*SELECTED TEXT*
Re: [Crash-utility] Re:[RFC] Crash patch for DWARF CFI based unwind support

Monday, 23 October 2006

Rachita Kothiyal wrote:

...
 On Thu, Oct 19, 2006 at 05:15:32PM -0400, Dave Anderson wrote:
 >
 > > There still are a couple of things which need to be done, viz
 > > 1. Extend to obtaining unwind info from modules as well(currently
 > >    doing only for the kernel)
 > > 2. Currently reading the unwind info from eh_frame section only(ie
 > >    __start_unwind to __end_unwind). Need to add facility to read from
 > >    the .debug_frame(if .debug_frame is present in cases where .eh_frame
 > >    is absent. Will have to read from the vmlinux if we want to read the
 > >    .debug_frame info)
 >
 > Hi Rachita,
 >
 > I hope to be able to come up with a new crash version
 > for you to continue working with by tomorrow, Monday at
 > the latest.
 >
 > Off the top of my head, here's what I've done with your
 > initial patch:
 >
 > 1. As Ben mentioned, it need to be made compilable for
 >    other architectures.
 > 2. Renamed unwind_x86_64.c into unwind_x86_32_64.c,
 >    because the unwind code should be architecture
 >    neutral with respect to x86 and x86_64.  It's currently
 >    #ifdef'd to only be compile if X86_64, but when a
 >    new "unwind_x86.h" file is ready to go, it can be
 >    made usable by both arches.

*SOURCE MATERIAL*

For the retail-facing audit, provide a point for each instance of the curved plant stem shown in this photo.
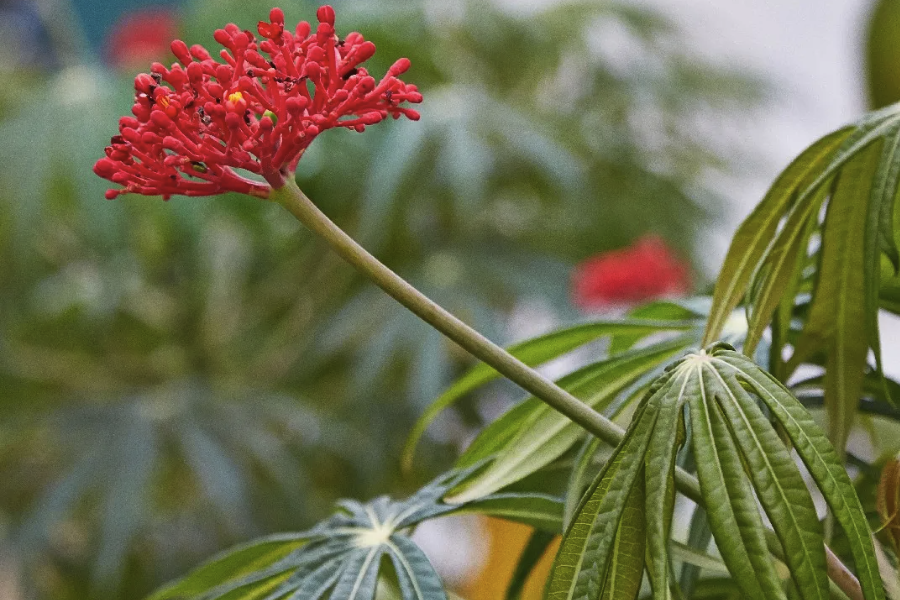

*CHALLENGE*
Please write out the stretch of the unwind patch thread from "Re: [Crash-utility] Re:[RFC]" through "for the kernel)", word for word.

*TASK SOLUTION*
Re: [Crash-utility] Re:[RFC] Crash patch for DWARF CFI based unwind support

Monday, 23 October 2006

Rachita Kothiyal wrote:

...
 On Thu, Oct 19, 2006 at 05:15:32PM -0400, Dave Anderson wrote:
 >
 > > There still are a couple of things which need to be done, viz
 > > 1. Extend to obtaining unwind info from modules as well(currently
 > >    doing only for the kernel)